• **Trecho selecionado**:
□ □ □ □
Boas biografias mostram o lado mais íntimo e desconhecido de uma pessoa, ainda que ela seja uma figura pública. Entretanto, esta proximidade com Sontag pode não ser tão encantadora como seus textos. Por exemplo, um dos entrevistados pelo biógrafo lembra que, na escola, ela havia lhe perguntado se estava matriculado no programa de crianças intelectualmente talentosas. Quando ele disse que sim, Sontag perguntou se ela poderia falar com ele “porque as crianças da minha turma são tão idiotas que eu não posso falar com elas”. Ela só tinha 12 anos, mas isso até pode parecer natural para quem aprendeu a ler aos 3 anos e a escrever aos 6, balizando como seria a construção de seu legado intelectual.

Quem somos nós? O que somos nós? Por que somos nós? Uma alusão ao poeta inglês William Shakespeare, segundo Gefter, são questões existenciais que ressaltam o conjunto dos retratos produzidos por Richard Avedon. “Somos todos da mesma espécie, e com cada retrato que ele fez, independentemente de ser de um nobre ou de um sujeito de rua, ele representou alguém a ser contemplado no contexto de seu catálogo contínuo da humanidade, o que nos levou a considerar, uma vez mais, se somos a imagem que vemos no espelho”, escreve o autor.

Seu caráter perscrutador já parecia estar moldado aos 13 anos, questionando as revelações de seu rabino durante seu Bar Mitzvah. A curiosa história sobre a decepcionante revelação do religioso após todo seu complicado preparatório, “A verdade é a fonte”, foi contada para a modelo e atriz americana Lauren Hutton, uma de suas famosas interlocutoras, que fazia parte do mundo cultural e fashion novaiorquino e ouvia suas memórias. Ela, juntamente com a jornalista Doon Arbus, filha de Diane Arbus, Evelyn Avedon, sua esposa, e outros familiares, a atriz Lauren Bacall, o curador Peter Galassi e o jornalista Adam Gopnik são algumas das dezenas de fontes citadas.
□ □ □ □
• **Informações apresentadas**:
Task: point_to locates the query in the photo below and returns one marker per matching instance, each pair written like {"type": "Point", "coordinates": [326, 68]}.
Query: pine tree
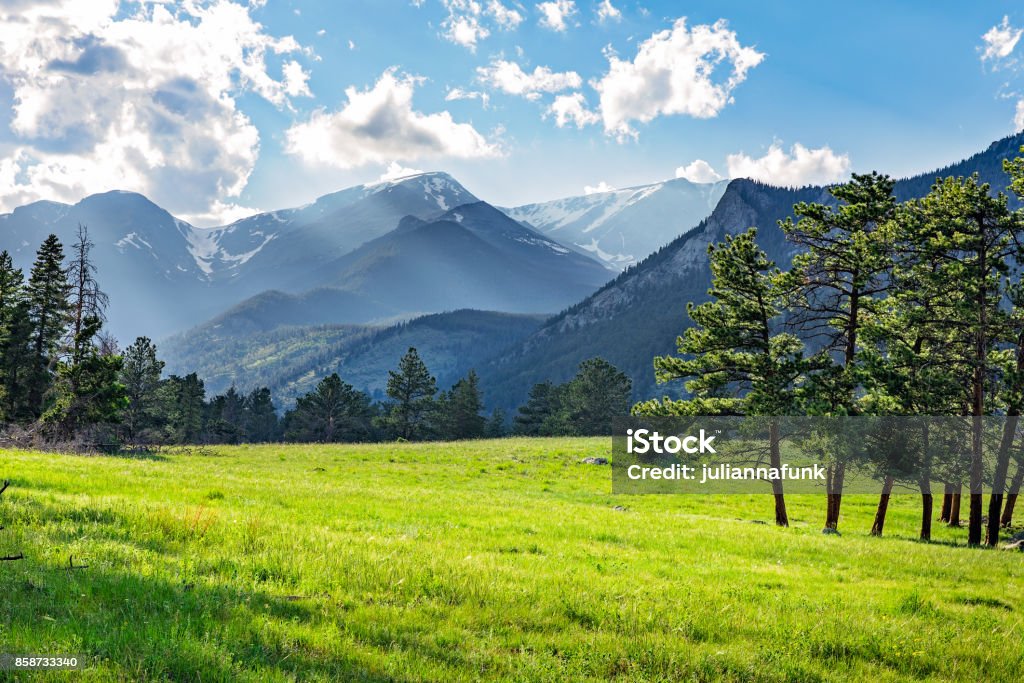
□ □ □ □
• **Questão 1**: Transcreva, do trecho sobre as biografias de Sontag e Avedon, a parte que vai de "Quem somos nós?" até "escreve o autor.".
• **Questão 2**:
Responda com base no trecho sobre as biografias de Sontag e Avedon:
(a) Com quantos anos Sontag aprendeu a ler?
(b) Segundo Gefter, a qual poeta as questões existenciais fazem alusão?
(c) De quem a jornalista Doon Arbus é filha?
• **Questão 3**: Dê continuidade ao trecho sobre as biografias de Sontag e Avedon a partir do ponto em que ele termina.

• **Resultado esperado 1**:
Quem somos nós? O que somos nós? Por que somos nós? Uma alusão ao poeta inglês William Shakespeare, segundo Gefter, são questões existenciais que ressaltam o conjunto dos retratos produzidos por Richard Avedon. “Somos todos da mesma espécie, e com cada retrato que ele fez, independentemente de ser de um nobre ou de um sujeito de rua, ele representou alguém a ser contemplado no contexto de seu catálogo contínuo da humanidade, o que nos levou a considerar, uma vez mais, se somos a imagem que vemos no espelho”, escreve o autor.

• **Resultado esperado 2**:
(a) Aos 3 anos.
(b) Ao poeta inglês William Shakespeare.
(c) De Diane Arbus.

• **Resultado esperado 3**:
A biografia de Arbus não se justifica apenas pelo interesse em uma existência incomum, mas pelo fato de estar extremamente conectada com sua obra fotográfica, ou melhor na construção de uma poderosa imagética como poucas vezes se viu no século XX. Em cinco páginas, o autor comenta uma de suas fotos mais icônicas, a do menino com a granada na mão no Central Park, de 1962 (que de certa forma nos remete a frase de Norman Mailer), Colin Wood, que na época tinha sete anos, disse ao autor: “Eu estava apenas impaciente, ela me viu frustado pelo que tinha ao meu redor…” De fato, uma frustração mútua que se tornaria propulsora de sua obra.

A descrição da fotografia de Wood no verbete da coleção do Metropolitan Museum of Art, de Nova York, cidade onde nasceu e viveu a fotógrafa, é que a imagem encarna uma mistura de inocência com violência, que nos faz pensar na transição de um país, saindo do isolacionismo complacente dos anos 1950 rumo a uma turbulência sociopolítica do final dos anos 1960 e 1970, uma certa presciência intuitiva que Diane Arbus tinha de seu tempo.

Pelo fato de Susan Sontag ser uma admirável intelectual e ativista, já vale a pena ler o grande volume, embora seja interessante e mais produtivo que o leitor mais interessado em fotografia já tivesse em conta alguns de seus livros, pelo menos o já mencionado Sobre a fotografia. Melhor ainda, depois da biografia, para quem leu o livro nos anos 1980, seria interessante fazer uma revisão do seu entendimento sobre este. Pode ser que mude algumas opiniões.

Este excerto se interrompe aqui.